Purchasing hearing aids can be hard if you’re not familiar with the large number of acronyms used to identify basic types. The following collection includes most of the abbreviations you are likely to run into when investigating hearing aids and provides a brief explanation of each one. The very best approach to really understand the distinctions is to see them side-by-side, so if some of these explanations are not clear, be sure to call us to visit and explore the different styles.

The following hearing aid types are listed in alphbetical order

  • Behind the Ear (BTE) – Suitable for mild to severe hearing losses, the BTE style’s larger external case enables many advanced features and is a superb choice for anyone that has poor finger dexeterity. All of the component parts are inside the external case which is worn behind the ear. Many colors options are available. The BTE type is often chosen for children for safety and growth reasons.
  • Completely in Canal (CIC) – Suitable for mild to moderate hearing losses, the CIC style fits inside the ear canal making it near invisible. Because of its compact size, the CIC style may have fewer features. For example, the Completely in Canal type doesn’t have space for directional microphones.

Work task 1 =
Repeat word for word everything in the hearing aid passage from "The following hearing" down to "and growth reasons.".
Work task 2 =
Carry on with the hearing aid passage, picking up after its last sentence.
The data that comes next is separate material, unrelated to the hearing aid passage.

Records taken from a dataset

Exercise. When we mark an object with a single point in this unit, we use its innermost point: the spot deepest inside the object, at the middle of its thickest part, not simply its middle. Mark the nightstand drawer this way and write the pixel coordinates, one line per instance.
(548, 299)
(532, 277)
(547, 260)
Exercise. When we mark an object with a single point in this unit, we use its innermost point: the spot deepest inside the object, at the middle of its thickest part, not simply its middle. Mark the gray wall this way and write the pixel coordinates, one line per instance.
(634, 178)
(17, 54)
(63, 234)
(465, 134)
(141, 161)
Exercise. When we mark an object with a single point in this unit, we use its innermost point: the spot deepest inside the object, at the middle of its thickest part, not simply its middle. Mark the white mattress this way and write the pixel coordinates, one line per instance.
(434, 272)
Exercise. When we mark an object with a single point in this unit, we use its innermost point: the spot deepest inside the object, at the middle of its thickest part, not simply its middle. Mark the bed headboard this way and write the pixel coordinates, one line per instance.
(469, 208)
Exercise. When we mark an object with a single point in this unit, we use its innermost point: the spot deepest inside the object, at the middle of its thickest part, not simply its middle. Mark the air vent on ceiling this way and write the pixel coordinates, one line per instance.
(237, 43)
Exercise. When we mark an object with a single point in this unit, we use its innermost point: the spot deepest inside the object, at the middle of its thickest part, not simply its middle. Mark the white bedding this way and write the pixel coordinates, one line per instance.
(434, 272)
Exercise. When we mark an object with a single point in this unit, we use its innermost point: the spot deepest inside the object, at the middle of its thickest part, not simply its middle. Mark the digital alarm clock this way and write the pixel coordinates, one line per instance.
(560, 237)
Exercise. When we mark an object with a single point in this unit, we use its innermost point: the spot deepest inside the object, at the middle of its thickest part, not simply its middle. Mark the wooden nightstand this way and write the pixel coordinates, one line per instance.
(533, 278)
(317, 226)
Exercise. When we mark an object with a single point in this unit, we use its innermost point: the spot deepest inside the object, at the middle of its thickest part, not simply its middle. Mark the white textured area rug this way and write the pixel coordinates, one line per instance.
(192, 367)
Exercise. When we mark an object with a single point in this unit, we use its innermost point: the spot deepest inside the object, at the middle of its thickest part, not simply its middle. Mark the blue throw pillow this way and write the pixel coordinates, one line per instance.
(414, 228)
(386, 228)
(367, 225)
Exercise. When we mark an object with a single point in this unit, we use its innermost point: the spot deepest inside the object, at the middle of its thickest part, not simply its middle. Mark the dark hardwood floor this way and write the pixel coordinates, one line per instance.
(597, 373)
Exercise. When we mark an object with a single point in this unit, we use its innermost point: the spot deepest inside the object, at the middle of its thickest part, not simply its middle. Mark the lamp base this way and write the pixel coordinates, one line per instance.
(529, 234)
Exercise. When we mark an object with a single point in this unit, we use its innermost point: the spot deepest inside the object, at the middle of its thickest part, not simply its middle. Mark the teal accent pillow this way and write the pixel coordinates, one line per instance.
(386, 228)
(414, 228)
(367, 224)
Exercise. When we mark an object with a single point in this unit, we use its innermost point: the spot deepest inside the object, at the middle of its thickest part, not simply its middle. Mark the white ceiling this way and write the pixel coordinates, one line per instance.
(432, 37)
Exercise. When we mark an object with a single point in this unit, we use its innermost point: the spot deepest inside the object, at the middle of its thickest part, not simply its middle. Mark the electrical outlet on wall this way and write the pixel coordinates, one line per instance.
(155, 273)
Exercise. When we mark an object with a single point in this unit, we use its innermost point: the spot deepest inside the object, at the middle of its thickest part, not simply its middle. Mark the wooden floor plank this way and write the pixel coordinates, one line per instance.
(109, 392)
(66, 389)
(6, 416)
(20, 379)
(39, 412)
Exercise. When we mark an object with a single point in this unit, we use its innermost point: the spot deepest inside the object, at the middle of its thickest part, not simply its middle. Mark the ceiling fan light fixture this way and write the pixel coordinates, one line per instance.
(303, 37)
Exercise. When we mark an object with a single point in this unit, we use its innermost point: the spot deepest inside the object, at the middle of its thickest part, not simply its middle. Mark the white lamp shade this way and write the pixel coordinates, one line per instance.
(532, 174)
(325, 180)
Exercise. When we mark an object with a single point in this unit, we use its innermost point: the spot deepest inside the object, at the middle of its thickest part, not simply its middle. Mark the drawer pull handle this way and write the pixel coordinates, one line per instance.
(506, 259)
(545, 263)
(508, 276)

Expected output 1 =
The following hearing aid types are listed in alphbetical order

  • Behind the Ear (BTE) – Suitable for mild to severe hearing losses, the BTE style’s larger external case enables many advanced features and is a superb choice for anyone that has poor finger dexeterity. All of the component parts are inside the external case which is worn behind the ear. Many colors options are available. The BTE type is often chosen for children for safety and growth reasons.

Expected output 2 =
  • Deep Canal (DC) – Suitable for mild to moderate hearing losses, the DC style fits deep inside the ear canal and is invisible. The Deep Canal style has less occlusion than other styles but is not suitable for all patients particularly individuals with a narrow ear canal. Because of its compact size, the DC style may have fewer features. For example, the DC style doesn’t have space for directional microphones.
  • In the Ear (ITE) – Appropriate for mild to severe hearing losses, the ITE design of hearing aid is very easy to insert and appropriate for a wide variety of hearing losses. The ITE hearing aid is visible inside the ear, but its larger size offers more features, additional power and a better battery life.
  • In the Canal (ITC) – Suitable for mild to moderately-severe hearing losses, the In-the-Canal design is a small hearing aid that fits inside the ear canal and is externally visible. Because it is slightly larger than the models which fit deeper in the ear canal, directional microphones are possible with the In-the-Canal style.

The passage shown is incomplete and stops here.